* EXCERPTED RECORDS
::::

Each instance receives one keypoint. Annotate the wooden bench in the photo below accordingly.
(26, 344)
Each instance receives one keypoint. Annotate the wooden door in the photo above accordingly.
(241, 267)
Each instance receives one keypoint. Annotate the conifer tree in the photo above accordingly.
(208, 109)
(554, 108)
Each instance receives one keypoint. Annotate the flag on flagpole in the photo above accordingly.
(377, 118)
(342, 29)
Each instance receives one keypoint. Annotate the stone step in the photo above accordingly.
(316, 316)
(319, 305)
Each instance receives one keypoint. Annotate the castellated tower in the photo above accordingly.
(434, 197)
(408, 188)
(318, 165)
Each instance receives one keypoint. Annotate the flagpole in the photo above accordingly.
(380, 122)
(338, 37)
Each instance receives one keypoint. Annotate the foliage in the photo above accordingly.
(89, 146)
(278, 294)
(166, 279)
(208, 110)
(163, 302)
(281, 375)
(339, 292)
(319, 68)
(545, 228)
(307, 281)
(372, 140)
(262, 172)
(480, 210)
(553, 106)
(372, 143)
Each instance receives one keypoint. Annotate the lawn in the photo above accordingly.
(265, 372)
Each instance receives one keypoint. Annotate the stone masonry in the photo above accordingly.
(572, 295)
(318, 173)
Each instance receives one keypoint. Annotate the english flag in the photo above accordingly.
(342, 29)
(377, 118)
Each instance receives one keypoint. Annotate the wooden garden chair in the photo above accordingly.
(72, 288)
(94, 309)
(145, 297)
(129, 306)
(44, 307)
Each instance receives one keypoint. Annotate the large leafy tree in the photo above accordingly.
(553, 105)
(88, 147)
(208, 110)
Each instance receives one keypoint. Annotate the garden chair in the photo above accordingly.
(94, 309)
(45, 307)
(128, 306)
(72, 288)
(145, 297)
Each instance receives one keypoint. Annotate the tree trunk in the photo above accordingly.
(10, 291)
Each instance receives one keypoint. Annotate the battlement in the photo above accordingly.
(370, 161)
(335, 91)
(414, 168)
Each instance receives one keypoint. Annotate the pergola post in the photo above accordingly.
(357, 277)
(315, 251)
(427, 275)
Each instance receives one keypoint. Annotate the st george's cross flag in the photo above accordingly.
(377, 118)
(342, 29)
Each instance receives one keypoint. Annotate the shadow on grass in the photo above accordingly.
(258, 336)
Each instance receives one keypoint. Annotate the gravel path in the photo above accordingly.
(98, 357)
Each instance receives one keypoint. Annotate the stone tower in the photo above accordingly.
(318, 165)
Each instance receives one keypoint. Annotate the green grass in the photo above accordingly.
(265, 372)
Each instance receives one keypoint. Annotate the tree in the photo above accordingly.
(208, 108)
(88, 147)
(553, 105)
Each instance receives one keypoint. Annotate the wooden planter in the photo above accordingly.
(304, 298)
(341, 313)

::::

* SHORT PROBLEM
Reproduce verbatim the stretch of rows above, from the line containing "Each instance receives one keypoint. Annotate the wooden garden" through the last row, including both ends.

* ANSWER TO THIS TASK
Each instance receives one keypoint. Annotate the wooden garden chair in the photo above accordingly.
(72, 288)
(94, 309)
(145, 297)
(129, 306)
(44, 307)
Each instance receives one keypoint. Annotate the large leafy tree in the photo above accordingly.
(553, 105)
(88, 147)
(208, 110)
Each instance receives one keypoint. Annotate the garden chair in the photo above accordingly.
(94, 309)
(45, 307)
(128, 306)
(72, 288)
(145, 297)
Each instance receives one keypoint. Annotate the tree trunk in the photo above accordingly.
(10, 291)
Each instance receives one keypoint. Annotate the battlement in the photo above accordingly.
(370, 161)
(335, 91)
(414, 168)
Each instance receives one keypoint. Annotate the pergola post in the photo above accordingly.
(357, 277)
(315, 251)
(427, 275)
Each instance receives one keypoint. Annotate the st george's cross flag in the photo above accordingly.
(377, 118)
(342, 29)
Each instance receives one keypoint. Annotate the shadow on grass in the photo above accordingly.
(258, 336)
Each instance receives one keypoint. Annotate the gravel path in the photo above accordingly.
(98, 357)
Each instance receives one keypoint. Annotate the stone tower in the photo above accordingly.
(318, 165)
Each instance receives one keypoint. Annotate the green grass in the photo above accordingly.
(265, 372)
Each instance receives one keypoint. Annotate the tree in the photo above accordingly.
(208, 108)
(88, 147)
(553, 105)
Each instance receives one keypoint. Annotate the wooden planter in the photo above accordingly.
(304, 298)
(341, 313)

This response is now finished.